--- MATERIAL TO PROCESS ---
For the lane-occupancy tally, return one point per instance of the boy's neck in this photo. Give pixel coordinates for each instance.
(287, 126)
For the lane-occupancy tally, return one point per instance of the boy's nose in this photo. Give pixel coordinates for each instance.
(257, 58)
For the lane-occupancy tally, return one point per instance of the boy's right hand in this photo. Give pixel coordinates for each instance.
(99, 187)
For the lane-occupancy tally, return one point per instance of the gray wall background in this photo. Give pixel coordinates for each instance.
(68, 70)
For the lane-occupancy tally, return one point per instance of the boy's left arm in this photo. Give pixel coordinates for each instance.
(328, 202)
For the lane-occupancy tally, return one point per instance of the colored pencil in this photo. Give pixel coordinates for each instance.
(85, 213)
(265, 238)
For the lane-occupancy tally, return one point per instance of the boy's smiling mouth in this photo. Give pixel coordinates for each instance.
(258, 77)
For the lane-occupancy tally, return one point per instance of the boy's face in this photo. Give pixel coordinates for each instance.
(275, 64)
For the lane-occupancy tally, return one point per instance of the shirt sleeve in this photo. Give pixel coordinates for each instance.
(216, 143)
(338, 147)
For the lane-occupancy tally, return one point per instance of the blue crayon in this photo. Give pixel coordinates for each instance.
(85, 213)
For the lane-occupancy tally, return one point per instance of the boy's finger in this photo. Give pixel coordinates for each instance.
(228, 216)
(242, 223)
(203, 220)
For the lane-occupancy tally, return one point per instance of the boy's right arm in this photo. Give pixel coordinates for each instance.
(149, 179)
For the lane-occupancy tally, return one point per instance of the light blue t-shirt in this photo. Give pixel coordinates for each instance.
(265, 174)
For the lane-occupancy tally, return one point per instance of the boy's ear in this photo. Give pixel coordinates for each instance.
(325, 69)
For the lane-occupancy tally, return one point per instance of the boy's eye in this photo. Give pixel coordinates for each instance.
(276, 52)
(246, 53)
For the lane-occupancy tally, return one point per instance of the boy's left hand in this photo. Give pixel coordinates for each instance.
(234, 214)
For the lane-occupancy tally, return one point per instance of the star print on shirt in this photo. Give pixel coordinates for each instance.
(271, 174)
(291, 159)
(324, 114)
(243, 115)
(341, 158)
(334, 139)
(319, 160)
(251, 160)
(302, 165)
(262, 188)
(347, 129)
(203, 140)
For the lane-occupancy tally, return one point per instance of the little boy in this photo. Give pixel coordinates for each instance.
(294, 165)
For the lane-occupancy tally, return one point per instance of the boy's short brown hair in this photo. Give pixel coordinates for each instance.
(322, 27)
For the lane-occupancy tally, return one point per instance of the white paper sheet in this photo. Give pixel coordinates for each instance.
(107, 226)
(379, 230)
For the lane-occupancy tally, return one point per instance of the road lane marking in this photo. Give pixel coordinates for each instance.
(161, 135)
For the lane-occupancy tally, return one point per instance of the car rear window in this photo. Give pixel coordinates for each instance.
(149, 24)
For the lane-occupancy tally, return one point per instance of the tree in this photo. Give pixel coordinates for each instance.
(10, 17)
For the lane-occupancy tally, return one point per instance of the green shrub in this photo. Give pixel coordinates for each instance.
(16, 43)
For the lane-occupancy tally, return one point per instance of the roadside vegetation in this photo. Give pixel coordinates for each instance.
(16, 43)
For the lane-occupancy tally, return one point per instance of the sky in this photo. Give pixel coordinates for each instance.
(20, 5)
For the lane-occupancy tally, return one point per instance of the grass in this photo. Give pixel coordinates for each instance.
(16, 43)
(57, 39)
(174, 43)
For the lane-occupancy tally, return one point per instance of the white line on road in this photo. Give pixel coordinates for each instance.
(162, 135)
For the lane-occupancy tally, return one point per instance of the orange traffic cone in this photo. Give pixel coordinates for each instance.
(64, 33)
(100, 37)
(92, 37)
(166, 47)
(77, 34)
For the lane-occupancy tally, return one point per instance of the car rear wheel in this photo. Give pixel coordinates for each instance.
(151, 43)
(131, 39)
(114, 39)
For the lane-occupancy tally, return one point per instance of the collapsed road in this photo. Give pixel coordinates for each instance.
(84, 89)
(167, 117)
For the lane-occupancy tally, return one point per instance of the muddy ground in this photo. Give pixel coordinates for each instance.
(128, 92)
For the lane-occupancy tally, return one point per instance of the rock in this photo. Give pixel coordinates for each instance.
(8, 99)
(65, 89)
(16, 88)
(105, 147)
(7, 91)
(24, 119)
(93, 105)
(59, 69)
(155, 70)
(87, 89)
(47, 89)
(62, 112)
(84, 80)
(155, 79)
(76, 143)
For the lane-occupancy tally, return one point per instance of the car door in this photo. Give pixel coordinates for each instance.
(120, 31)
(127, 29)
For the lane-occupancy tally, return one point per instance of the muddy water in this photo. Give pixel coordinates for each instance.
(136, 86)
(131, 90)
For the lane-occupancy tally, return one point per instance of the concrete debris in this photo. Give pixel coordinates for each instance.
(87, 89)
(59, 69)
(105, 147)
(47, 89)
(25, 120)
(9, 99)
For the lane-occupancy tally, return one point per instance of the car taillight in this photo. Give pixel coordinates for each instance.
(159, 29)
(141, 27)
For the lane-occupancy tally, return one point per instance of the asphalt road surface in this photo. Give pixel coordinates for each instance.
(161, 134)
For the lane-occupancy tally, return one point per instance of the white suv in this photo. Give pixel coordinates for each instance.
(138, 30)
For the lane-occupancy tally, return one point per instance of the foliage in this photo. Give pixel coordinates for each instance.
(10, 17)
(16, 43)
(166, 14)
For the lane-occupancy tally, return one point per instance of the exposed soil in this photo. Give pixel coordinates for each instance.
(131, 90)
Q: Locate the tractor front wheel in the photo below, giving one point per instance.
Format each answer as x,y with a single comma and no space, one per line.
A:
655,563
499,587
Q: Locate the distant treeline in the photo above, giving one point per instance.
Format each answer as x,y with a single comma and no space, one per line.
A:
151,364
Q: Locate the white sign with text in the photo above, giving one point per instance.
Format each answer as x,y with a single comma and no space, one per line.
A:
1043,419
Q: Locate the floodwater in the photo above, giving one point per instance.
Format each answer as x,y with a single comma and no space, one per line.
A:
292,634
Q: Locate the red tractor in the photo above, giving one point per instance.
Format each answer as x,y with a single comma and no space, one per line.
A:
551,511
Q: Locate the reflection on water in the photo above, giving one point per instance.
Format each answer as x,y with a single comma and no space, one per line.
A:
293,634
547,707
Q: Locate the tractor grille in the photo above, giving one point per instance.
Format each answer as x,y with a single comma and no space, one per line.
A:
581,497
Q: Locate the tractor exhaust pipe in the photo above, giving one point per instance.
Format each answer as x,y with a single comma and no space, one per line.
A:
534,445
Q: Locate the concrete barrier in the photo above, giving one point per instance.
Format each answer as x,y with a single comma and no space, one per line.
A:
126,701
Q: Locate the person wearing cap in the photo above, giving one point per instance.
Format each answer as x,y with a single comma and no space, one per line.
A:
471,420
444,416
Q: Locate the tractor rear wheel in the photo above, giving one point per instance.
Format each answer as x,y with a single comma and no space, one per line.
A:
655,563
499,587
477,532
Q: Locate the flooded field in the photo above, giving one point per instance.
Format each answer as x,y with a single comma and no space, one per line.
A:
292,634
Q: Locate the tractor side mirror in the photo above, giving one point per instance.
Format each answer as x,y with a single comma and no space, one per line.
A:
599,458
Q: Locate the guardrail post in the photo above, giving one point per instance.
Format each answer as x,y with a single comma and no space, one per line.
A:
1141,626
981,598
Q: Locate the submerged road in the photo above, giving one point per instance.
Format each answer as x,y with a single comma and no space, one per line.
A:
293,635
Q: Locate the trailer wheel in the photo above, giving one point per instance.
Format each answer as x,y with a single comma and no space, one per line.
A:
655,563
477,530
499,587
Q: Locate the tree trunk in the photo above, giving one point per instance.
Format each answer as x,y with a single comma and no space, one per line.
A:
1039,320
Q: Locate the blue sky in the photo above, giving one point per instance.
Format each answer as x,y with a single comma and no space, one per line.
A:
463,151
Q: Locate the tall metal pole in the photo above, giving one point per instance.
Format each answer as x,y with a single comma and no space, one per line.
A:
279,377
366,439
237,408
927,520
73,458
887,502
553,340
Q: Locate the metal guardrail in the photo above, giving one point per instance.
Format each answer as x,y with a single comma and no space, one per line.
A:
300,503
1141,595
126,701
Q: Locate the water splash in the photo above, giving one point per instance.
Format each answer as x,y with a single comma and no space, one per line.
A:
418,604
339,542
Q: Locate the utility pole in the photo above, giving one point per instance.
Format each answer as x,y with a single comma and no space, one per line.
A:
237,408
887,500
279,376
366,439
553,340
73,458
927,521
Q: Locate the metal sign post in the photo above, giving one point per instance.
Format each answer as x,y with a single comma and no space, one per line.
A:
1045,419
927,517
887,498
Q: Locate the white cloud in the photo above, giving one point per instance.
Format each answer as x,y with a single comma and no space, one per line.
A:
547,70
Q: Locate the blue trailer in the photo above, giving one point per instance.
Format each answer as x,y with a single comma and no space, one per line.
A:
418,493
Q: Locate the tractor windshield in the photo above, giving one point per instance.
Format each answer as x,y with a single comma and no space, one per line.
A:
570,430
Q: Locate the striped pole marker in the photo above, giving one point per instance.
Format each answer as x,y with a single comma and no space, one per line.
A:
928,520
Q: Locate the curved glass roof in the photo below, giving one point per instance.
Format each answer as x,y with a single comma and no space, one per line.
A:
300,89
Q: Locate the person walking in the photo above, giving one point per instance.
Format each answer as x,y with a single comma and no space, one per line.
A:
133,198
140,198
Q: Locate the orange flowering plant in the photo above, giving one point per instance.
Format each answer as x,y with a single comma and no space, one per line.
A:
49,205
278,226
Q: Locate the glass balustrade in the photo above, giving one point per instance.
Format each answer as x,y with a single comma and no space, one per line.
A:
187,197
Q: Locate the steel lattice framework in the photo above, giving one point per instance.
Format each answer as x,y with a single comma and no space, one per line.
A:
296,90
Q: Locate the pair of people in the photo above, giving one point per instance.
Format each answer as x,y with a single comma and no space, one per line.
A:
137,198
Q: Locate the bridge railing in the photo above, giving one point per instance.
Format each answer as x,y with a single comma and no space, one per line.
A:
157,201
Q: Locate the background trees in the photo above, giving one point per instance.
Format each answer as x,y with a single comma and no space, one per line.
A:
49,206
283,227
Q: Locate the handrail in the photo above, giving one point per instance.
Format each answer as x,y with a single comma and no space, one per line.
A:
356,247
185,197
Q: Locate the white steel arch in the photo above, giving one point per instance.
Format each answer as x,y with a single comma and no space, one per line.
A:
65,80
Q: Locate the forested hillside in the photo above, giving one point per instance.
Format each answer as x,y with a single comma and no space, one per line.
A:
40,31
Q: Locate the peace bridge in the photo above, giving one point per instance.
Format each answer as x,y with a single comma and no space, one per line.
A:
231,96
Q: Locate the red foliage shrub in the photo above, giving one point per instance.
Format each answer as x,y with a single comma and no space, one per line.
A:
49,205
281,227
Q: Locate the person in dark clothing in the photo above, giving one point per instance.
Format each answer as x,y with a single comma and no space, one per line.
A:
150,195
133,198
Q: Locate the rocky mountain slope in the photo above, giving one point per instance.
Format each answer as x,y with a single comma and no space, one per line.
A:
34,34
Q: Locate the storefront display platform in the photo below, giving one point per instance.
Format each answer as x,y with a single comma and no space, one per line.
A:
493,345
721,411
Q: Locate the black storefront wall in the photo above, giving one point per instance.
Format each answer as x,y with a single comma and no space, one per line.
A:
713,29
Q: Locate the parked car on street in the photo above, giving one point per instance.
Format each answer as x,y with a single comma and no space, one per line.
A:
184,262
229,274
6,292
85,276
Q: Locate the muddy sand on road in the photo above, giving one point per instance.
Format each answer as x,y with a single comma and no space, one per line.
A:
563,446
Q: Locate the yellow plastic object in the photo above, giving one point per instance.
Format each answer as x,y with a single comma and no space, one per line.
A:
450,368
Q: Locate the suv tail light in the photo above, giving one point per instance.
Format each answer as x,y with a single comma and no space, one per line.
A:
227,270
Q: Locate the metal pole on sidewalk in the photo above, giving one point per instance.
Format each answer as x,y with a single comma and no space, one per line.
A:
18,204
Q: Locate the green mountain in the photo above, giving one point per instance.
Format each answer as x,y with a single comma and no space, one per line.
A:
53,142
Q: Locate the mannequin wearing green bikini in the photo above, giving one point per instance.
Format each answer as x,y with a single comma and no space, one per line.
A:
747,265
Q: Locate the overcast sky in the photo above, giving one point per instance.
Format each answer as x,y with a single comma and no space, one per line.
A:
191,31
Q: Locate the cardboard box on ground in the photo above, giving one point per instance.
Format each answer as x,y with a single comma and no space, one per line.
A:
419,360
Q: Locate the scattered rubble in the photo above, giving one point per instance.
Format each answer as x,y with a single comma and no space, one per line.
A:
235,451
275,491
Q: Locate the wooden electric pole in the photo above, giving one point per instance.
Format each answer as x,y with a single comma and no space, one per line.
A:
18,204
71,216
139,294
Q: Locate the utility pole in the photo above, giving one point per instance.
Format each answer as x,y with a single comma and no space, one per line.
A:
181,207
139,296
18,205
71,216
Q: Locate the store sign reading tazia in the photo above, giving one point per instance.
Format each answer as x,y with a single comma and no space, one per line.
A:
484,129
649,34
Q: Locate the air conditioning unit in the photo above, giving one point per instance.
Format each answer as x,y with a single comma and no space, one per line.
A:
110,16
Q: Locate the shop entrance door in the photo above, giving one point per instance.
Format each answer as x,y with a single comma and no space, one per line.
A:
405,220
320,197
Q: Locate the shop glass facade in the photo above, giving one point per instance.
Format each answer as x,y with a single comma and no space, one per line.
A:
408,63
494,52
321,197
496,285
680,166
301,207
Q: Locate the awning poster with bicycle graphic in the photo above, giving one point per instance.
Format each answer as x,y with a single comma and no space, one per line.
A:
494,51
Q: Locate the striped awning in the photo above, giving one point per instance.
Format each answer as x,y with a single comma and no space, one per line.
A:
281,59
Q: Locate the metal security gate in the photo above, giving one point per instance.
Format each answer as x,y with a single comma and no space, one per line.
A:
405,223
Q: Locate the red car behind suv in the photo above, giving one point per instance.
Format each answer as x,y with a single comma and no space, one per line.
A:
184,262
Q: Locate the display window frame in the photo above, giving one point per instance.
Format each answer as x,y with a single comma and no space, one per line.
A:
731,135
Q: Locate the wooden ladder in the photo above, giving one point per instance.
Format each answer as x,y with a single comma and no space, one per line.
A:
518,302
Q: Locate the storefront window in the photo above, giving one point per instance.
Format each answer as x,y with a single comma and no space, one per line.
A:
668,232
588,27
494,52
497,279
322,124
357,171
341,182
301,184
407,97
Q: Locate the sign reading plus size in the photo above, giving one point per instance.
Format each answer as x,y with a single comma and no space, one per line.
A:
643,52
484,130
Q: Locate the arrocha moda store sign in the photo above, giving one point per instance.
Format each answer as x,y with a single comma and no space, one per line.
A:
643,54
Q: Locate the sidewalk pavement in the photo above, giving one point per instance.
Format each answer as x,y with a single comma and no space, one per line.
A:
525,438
---
TASK STATEMENT: Only the lines from the one containing "Q: Locate the sign" through the end of the entries above belong in the answer; repeat them exactly.

RESPONSE:
Q: Locate the sign reading plus size in the photo above, giving one point per instance.
Format each answer as x,y with a single comma and no space, one per line.
A:
643,52
484,130
Q: Locate the arrocha moda store sign in the photo above, giving one point per instance.
Format each answer as x,y with a single comma and no space, one per line.
A:
643,54
Q: Locate the sidewalk pavement in the photo above, giving one point per instance.
Format each answer as x,y with a single comma and no space, one per line.
A:
525,438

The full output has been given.